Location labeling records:
....

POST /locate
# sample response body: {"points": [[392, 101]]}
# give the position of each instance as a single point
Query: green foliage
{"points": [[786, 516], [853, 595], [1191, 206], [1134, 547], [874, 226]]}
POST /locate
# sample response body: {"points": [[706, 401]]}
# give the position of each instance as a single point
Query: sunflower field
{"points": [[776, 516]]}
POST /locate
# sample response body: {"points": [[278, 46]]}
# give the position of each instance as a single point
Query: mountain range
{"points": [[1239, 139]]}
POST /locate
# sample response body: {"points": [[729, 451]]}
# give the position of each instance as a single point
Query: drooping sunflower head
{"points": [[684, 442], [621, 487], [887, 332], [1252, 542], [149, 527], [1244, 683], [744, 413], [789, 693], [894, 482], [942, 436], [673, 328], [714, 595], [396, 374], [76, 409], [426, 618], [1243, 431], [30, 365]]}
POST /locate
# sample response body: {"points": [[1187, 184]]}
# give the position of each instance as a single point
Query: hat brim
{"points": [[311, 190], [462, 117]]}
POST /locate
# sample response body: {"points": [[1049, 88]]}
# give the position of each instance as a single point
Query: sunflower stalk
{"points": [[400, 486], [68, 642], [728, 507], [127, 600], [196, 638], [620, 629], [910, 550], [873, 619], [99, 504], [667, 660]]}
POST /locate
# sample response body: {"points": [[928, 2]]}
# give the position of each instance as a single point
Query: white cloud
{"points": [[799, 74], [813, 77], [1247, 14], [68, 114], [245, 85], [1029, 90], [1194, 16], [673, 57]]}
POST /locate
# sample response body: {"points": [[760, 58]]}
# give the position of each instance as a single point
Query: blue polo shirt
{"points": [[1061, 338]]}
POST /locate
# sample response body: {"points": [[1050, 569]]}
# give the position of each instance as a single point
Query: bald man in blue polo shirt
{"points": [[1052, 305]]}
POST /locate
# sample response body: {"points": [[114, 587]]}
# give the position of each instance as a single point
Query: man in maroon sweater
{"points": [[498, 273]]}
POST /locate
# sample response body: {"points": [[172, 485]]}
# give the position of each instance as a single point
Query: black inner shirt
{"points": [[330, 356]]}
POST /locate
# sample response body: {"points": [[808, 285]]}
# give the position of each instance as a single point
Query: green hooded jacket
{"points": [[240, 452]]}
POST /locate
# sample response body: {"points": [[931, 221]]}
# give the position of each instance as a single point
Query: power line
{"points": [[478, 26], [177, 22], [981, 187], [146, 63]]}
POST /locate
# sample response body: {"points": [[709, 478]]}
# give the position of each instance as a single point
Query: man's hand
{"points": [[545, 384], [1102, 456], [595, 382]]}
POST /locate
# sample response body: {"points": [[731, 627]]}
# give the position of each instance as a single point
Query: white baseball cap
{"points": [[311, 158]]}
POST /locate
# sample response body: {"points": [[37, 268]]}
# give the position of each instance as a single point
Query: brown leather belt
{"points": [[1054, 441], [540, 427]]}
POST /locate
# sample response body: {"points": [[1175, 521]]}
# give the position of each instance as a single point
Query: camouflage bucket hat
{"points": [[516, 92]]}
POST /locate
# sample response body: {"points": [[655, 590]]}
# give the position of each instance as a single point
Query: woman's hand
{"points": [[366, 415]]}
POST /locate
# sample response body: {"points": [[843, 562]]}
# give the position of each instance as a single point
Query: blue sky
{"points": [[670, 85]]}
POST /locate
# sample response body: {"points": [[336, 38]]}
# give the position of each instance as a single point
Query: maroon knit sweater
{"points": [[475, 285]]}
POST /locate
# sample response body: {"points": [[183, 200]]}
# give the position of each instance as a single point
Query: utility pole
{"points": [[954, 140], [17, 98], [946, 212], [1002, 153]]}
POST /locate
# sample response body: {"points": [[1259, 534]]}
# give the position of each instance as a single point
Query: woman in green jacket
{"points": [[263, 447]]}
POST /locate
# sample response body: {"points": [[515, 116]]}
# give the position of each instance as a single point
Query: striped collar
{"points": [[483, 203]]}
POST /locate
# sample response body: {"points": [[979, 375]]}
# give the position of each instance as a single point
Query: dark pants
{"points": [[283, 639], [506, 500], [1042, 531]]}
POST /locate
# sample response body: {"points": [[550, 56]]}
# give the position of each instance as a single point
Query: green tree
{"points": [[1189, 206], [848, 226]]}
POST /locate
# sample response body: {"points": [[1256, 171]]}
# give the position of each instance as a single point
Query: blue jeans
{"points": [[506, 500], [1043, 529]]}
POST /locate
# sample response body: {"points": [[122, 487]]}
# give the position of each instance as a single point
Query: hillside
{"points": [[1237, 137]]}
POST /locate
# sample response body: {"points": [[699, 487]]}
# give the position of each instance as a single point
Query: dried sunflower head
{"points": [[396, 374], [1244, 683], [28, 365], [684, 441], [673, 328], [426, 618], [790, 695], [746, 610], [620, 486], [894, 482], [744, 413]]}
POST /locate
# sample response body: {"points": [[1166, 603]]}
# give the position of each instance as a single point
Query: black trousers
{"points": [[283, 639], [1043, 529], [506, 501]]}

....

What is needed
Please identify every line in the records that contains the word "white", and copy each one.

Final result
Query: white cloud
Query: white baseball cap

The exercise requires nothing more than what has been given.